Exercise text: Begin

Computer Dating: What Could Go Wrong?

Owen Redahan, MBACP Counselling, Cognitive Behavioural Therapy (CBT) in West London, East London June 15, 2013

Some people think our use of technology to find love has gone too far. Some of my clients feel that, as they aren’t as computer literate as others, they are at a disadvantage. But we have to admit technology has made it easier for people to meet – at least online, in a virtual world. And for some meeting for sex, just sex, is certainly a lot easier.

Dating websites offer a tremendous number of potential matches. Up to recently, the way we meet potential partners was by ’going out’, usually with friends. And because we tended not to move far from where we lived, the pub down the road or the club within 10 miles usually meant that we were likely to meet similar minded people with similar backgrounds. But certainly we met fewer.

Relationship with someone you share similar tastes and experiences with is more likely to last. Arranged marriages often work because those doing the ‘matchmaking’ thing look at what a couple may have in common. The challenge with arrangement is whether the chosen two are actually attracted to each other. However, this can grow with time although sometimes it just doesn’t.

The times when we met someone really different to us (think of holidays to Spain and the like) were usually tempestuous and physical but soon fizzled out when we got back home. The longing, of course, for this romantic and physically satisfying relationship would last longer and in some cases some hopefuls returned to wherever the holiday romance was, only to find that the magic was gone. A lucky few did develop more with their lover and had a long-term relationship.

Computer dating, if not carefully organised, is a bit like going on holiday. It allows us to be something we may not actually be – at least for a short period of time. But we will usually find out in the end. Bending the truth slightly on-line is easy. After all, we want to present the best image. We can emphasise certain aspects and forget others. 

After some email correspondence, texting or phone calls, we then meet up. But the image we have formed of the person we are meeting can be drastically different. So if that date doesn’t work we move on to the next. After all there are thousands out there to meet. Some people think why put too much effort in? And this can be part of the difficulty.

But by looking at this form of dating positively and being honest from the start will help ensure better success. Knowing the mistakes you made with your previous choices and focusing on what you want from a relationship can increase you success. Talking to an independent counsellor can help you figure out what has gone wrong in the past and what you want – you really, really want.

Exercise text: End
Data records: Begin

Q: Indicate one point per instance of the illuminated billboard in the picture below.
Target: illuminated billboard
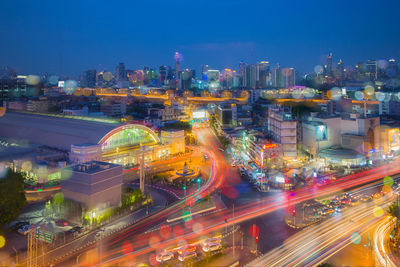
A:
(199, 114)
(393, 137)
(321, 133)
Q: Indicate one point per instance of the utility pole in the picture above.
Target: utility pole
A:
(32, 248)
(241, 237)
(233, 231)
(141, 170)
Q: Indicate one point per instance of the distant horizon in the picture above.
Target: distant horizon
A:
(66, 38)
(197, 69)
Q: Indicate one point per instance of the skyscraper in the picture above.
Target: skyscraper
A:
(163, 74)
(289, 77)
(371, 70)
(204, 69)
(328, 67)
(177, 63)
(120, 72)
(89, 78)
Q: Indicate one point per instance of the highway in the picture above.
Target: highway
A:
(315, 244)
(138, 244)
(113, 246)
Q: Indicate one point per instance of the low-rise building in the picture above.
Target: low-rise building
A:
(94, 184)
(282, 127)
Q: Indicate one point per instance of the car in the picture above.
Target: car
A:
(339, 208)
(365, 198)
(186, 248)
(377, 195)
(24, 230)
(327, 211)
(75, 230)
(164, 256)
(354, 202)
(212, 247)
(99, 233)
(62, 222)
(345, 201)
(18, 225)
(212, 240)
(187, 255)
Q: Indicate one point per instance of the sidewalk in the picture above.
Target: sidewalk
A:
(62, 250)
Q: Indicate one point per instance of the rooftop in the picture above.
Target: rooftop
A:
(93, 167)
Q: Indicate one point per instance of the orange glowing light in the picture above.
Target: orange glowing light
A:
(267, 146)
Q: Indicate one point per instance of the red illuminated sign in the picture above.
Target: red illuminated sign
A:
(267, 146)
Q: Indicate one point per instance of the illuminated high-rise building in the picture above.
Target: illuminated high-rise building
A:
(162, 74)
(371, 70)
(328, 67)
(204, 69)
(89, 78)
(120, 72)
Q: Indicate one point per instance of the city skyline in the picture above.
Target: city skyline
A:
(68, 41)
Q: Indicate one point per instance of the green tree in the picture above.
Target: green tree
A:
(394, 211)
(179, 125)
(12, 197)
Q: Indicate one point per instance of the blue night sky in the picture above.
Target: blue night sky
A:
(71, 36)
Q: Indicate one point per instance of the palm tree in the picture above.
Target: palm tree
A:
(394, 211)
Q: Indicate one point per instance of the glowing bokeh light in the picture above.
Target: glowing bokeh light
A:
(388, 181)
(335, 93)
(70, 86)
(26, 166)
(359, 95)
(380, 96)
(355, 238)
(369, 90)
(2, 241)
(378, 211)
(32, 79)
(318, 69)
(197, 227)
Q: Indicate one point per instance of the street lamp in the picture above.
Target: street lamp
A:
(77, 259)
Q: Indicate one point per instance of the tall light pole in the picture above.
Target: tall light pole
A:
(233, 230)
(16, 255)
(77, 259)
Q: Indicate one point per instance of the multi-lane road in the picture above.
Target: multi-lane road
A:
(133, 243)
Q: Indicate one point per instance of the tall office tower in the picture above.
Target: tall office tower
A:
(392, 68)
(213, 79)
(288, 77)
(170, 74)
(152, 76)
(250, 75)
(162, 74)
(328, 67)
(204, 69)
(185, 80)
(242, 66)
(227, 78)
(339, 70)
(177, 62)
(262, 71)
(120, 72)
(276, 76)
(89, 78)
(371, 70)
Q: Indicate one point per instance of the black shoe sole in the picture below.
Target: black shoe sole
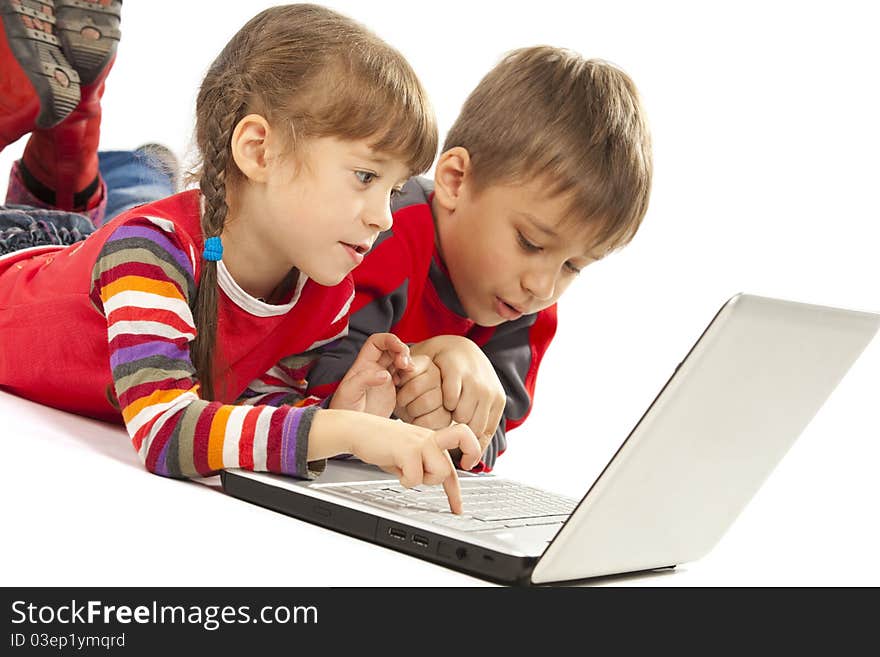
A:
(78, 18)
(39, 54)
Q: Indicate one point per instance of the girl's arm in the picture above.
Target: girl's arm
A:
(143, 283)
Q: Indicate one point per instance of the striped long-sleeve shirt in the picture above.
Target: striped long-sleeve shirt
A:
(127, 329)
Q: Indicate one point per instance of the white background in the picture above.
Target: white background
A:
(764, 120)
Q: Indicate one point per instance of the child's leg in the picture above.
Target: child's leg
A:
(146, 174)
(60, 164)
(22, 228)
(39, 86)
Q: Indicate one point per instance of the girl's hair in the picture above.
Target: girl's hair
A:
(311, 73)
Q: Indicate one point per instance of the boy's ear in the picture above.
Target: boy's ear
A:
(451, 171)
(249, 147)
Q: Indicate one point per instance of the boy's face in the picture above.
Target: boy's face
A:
(508, 249)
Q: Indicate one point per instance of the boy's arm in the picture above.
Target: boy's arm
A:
(515, 351)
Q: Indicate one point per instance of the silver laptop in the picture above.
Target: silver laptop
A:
(732, 408)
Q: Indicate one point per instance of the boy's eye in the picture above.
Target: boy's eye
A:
(526, 245)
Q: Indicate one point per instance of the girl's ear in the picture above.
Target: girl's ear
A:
(249, 147)
(450, 174)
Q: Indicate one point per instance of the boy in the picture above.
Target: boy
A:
(547, 169)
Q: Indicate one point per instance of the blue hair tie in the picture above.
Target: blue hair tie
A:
(213, 249)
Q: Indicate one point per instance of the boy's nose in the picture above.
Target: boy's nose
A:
(380, 218)
(540, 284)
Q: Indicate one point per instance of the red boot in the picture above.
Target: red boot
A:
(60, 164)
(38, 87)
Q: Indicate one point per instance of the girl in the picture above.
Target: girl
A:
(194, 319)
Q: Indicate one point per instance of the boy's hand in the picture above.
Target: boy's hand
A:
(470, 387)
(420, 396)
(369, 385)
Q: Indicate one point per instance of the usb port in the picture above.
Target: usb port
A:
(397, 533)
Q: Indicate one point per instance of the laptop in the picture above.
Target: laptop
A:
(728, 414)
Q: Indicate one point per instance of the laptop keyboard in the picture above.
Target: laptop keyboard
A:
(488, 503)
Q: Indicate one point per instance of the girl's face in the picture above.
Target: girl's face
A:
(321, 211)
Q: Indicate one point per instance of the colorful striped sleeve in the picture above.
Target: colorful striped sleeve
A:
(284, 384)
(143, 282)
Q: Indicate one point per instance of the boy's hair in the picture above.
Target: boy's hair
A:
(311, 73)
(546, 113)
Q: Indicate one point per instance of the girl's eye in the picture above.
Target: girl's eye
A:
(526, 245)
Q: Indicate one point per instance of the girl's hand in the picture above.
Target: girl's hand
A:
(469, 385)
(419, 456)
(420, 396)
(369, 385)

Data records: End

> **Task details**: In the article on computer dating, what forms of contact come before people meet up in person? List each one.

> **Task output**: Email correspondence, texting, and phone calls.